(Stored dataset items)
###

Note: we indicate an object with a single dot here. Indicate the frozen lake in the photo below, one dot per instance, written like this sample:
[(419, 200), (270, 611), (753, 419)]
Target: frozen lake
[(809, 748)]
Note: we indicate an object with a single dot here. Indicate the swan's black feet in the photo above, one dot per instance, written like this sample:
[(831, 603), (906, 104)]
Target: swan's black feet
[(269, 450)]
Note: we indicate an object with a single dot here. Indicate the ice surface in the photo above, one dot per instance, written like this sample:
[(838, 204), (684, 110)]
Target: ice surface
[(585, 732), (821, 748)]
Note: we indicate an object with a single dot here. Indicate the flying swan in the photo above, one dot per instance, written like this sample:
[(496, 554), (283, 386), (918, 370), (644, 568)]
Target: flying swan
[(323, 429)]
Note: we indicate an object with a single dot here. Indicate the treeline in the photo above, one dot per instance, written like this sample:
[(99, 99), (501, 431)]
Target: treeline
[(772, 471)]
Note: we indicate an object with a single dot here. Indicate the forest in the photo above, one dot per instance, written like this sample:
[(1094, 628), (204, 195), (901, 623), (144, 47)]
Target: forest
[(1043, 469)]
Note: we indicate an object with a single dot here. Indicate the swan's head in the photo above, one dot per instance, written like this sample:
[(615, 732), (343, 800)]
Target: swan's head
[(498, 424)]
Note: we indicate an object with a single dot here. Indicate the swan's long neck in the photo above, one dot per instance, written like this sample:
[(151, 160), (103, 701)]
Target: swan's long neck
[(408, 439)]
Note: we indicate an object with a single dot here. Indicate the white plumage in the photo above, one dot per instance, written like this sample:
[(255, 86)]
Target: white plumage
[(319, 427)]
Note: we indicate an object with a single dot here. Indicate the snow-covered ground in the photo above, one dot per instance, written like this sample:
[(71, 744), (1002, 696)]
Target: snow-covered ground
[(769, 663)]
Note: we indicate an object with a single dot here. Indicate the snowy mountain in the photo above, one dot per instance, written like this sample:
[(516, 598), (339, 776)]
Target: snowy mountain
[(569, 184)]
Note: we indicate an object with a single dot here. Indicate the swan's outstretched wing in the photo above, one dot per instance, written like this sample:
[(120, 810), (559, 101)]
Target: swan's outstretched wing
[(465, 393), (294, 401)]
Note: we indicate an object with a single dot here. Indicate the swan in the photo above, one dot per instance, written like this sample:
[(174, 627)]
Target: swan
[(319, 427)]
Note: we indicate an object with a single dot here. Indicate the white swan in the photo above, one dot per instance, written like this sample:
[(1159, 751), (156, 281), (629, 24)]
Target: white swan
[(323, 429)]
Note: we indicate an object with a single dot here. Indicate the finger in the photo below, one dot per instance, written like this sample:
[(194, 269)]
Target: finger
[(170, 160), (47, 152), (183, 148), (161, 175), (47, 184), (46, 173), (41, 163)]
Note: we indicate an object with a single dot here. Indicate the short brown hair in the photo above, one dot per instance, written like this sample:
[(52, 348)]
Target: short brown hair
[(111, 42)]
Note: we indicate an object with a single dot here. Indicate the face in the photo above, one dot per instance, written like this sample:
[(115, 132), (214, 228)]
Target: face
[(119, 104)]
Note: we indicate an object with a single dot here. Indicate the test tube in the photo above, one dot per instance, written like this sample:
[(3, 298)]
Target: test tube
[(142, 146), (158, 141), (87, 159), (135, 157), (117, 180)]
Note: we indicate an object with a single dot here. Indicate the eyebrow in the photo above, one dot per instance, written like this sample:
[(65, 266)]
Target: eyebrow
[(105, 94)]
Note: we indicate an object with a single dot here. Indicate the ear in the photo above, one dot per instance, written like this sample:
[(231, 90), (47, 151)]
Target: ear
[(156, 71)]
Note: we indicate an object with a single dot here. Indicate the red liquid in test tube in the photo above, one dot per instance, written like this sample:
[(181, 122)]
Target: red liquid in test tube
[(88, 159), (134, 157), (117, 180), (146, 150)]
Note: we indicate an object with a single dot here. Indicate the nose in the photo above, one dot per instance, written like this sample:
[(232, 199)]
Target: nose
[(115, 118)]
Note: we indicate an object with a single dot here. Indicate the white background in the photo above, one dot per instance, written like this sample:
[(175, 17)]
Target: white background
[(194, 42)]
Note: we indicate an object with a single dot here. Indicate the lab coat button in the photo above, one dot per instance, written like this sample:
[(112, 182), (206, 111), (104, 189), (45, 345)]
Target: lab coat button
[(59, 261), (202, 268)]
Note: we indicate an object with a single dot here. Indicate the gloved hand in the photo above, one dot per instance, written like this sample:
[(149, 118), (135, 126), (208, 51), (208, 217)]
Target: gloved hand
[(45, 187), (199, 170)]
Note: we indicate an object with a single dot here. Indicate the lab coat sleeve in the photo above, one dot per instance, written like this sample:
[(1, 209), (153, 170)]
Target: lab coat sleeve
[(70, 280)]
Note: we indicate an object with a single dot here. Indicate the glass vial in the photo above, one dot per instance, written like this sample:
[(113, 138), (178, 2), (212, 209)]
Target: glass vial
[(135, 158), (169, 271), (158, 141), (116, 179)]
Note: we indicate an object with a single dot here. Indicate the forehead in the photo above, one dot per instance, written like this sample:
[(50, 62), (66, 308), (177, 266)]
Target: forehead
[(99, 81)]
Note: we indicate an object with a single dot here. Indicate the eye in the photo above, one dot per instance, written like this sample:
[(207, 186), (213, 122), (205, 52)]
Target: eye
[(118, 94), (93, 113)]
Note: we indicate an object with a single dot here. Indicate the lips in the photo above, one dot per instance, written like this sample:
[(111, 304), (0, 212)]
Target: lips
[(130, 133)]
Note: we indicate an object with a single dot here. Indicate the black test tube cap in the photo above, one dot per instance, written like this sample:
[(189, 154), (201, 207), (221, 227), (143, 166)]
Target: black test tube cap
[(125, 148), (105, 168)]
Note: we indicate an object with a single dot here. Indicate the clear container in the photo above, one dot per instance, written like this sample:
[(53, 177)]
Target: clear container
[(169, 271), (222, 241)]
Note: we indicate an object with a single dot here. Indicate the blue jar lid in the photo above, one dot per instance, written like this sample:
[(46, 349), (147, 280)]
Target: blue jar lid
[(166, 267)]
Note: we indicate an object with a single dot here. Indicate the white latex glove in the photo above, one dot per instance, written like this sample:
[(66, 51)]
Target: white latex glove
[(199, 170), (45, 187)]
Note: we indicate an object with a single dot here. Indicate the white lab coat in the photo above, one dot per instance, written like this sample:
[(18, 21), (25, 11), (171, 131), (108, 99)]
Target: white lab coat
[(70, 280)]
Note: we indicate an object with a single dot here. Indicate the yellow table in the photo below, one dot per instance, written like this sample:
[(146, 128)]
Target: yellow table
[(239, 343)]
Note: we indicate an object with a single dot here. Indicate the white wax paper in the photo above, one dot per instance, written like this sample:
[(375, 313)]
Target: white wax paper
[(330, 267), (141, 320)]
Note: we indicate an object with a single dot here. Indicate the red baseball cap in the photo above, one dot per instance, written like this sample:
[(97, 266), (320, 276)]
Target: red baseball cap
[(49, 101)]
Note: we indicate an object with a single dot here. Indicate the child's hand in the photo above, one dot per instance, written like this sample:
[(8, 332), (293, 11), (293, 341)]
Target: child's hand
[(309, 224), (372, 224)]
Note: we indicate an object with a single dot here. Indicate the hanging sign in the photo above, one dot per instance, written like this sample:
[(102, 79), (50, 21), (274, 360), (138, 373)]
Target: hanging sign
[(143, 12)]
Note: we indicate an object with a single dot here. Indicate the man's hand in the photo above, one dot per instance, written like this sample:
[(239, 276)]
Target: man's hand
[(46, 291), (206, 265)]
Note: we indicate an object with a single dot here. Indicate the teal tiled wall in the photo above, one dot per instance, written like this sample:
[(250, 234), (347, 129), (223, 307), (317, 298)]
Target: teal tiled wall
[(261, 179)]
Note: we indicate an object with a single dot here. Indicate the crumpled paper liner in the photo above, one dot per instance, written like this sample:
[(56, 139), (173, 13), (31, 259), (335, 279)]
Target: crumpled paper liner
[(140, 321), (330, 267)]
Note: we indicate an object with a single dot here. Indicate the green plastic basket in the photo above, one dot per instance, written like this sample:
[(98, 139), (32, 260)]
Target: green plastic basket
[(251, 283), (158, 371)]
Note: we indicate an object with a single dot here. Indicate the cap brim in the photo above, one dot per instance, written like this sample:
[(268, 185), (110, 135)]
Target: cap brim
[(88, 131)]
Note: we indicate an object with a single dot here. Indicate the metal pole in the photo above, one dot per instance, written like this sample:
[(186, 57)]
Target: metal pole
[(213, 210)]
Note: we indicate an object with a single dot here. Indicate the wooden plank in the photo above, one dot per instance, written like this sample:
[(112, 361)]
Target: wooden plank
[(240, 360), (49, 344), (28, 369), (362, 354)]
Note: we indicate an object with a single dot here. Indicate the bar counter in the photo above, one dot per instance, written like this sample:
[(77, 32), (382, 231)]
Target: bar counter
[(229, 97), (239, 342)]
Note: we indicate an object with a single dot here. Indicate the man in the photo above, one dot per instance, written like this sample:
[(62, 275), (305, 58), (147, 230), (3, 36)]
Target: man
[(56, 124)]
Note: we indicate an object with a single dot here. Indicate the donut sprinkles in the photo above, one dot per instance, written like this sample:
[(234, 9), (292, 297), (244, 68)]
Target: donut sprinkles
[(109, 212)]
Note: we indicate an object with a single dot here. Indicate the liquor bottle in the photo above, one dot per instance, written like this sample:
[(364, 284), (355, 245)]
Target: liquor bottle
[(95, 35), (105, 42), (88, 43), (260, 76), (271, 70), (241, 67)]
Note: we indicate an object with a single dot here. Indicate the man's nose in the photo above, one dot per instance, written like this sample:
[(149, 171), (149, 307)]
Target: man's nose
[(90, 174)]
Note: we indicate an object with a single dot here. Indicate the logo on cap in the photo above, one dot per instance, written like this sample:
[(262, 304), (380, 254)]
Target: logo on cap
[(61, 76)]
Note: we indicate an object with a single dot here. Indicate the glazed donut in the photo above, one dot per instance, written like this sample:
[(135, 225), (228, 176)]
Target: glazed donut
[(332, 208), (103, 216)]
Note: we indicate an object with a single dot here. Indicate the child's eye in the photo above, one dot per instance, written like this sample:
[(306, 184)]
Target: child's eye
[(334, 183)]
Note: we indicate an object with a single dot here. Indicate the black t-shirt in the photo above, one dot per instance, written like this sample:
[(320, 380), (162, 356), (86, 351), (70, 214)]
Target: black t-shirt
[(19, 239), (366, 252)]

###

**Aim of the exercise**. Copy the entries starting at the line containing "Indicate the man in" and ending at the line containing "[(334, 183)]", substituting "point" for every "dot" and changing nothing else.

**Expected output**.
Note: we indicate an object with a single point here. Indicate the man in the photo above, one point per instance, written like this sample:
[(62, 275), (305, 58), (147, 230), (3, 36)]
Target: man
[(56, 124)]
Note: we indicate an object with a single point here. Indicate the donut sprinkles in the photo above, one point per instance, written like this sample:
[(234, 9), (292, 297), (244, 68)]
Target: donut sprinkles
[(109, 212)]
Note: we indicate an object with a single point here. Indicate the liquor bottle in the photo above, one point per instance, written like this sample:
[(364, 284), (355, 245)]
Target: liquor bottle
[(95, 35), (105, 42), (88, 43), (260, 76), (271, 70), (241, 67)]
Note: we indicate an object with a single point here. Indicate the man's nose in the photo above, one point per instance, written like this sample:
[(149, 171), (149, 307)]
Target: man's nose
[(90, 174)]
Note: we indicate an object with a single point here. Indicate the logo on cap in the photo above, one point per instance, written like this sample:
[(262, 304), (380, 254)]
Target: logo on cap
[(61, 76)]
Note: we indicate an object with a single point here. Indicate the glazed donut in the photo above, one point per instance, written like this sample:
[(135, 225), (228, 176)]
Target: glazed donut
[(332, 208), (103, 216)]
Note: we indicate an object with a single point here. Indicate the child's eye in the photo above, one point per instance, written like this sample:
[(306, 184)]
Target: child's eye
[(334, 183)]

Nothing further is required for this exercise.